Task goal
Please format all the records below as a numbered list, without blank lines or pictures.

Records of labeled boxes
+ + + + + + +
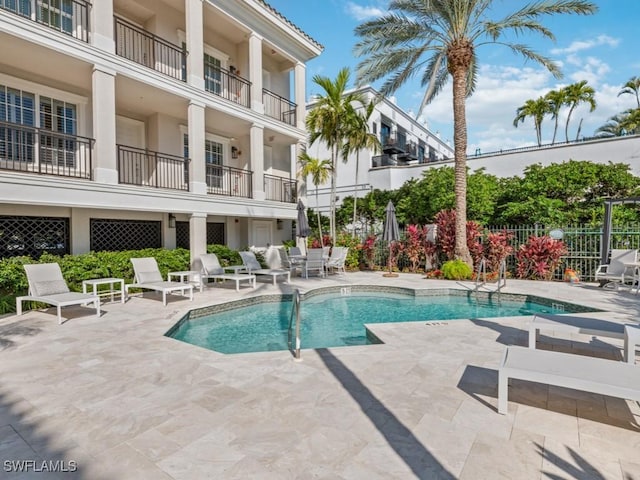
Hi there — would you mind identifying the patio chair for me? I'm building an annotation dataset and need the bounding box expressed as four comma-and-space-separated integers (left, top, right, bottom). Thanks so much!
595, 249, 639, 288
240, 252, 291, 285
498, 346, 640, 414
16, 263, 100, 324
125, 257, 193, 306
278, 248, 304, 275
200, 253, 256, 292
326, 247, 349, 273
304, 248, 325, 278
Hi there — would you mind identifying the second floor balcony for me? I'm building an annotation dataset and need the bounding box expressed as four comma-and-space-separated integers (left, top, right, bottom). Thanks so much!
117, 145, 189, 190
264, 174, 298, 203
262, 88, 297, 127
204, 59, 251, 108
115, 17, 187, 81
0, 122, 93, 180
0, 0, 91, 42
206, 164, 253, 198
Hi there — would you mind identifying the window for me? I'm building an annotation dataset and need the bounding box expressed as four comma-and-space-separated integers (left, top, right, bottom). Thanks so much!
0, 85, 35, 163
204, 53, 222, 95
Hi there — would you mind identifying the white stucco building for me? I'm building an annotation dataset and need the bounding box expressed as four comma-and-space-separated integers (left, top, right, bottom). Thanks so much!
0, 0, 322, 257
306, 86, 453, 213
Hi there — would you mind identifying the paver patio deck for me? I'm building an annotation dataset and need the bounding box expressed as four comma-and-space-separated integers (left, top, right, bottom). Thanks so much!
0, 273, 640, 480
+ + + + + + +
Result of this task
1. Hi there — would you mind identifying the patio chair for me? I'm building an annotation dataset and need the bounding box expressed as four comma-and-space-separated integers (left, top, right, bottom). Thanks so much!
2. 595, 249, 639, 288
3. 240, 252, 291, 285
4. 498, 346, 640, 414
5. 16, 263, 100, 324
6. 125, 257, 193, 306
7. 278, 248, 304, 275
8. 200, 253, 256, 292
9. 326, 247, 349, 273
10. 304, 248, 325, 278
11. Hi there — would you mind identifying the second floor balcony for me? I'm building an annotation dataset and need the bounding box expressed as four comma-and-space-separated integers (left, top, right, bottom). Thanks so much!
12. 117, 145, 189, 190
13. 264, 174, 298, 203
14. 262, 88, 297, 127
15. 204, 59, 251, 108
16. 115, 17, 187, 81
17. 0, 122, 93, 180
18. 0, 0, 91, 42
19. 206, 164, 253, 198
20. Hi there — would you mind identifying the window for me? I'm building an annotation dataset and need the bounding box expressed as four comma-and-space-separated integers (left, top, right, bottom). Thanks so much!
21. 0, 85, 35, 163
22. 204, 53, 222, 95
23. Hi there — would you mind identifying the white stucco building for me? I'm building an annotation dataset and need the bounding box expressed as four comma-and-space-separated integers (left, top, right, bottom). Thanks so much!
24. 0, 0, 322, 257
25. 306, 86, 453, 213
26. Hi there — would you mind identifying the paver patio deck for me? I'm building an annotation dataset and need the bounding box expressed as four comma-and-space-separated integers (left, top, right, bottom). Thanks so much!
27. 0, 273, 640, 480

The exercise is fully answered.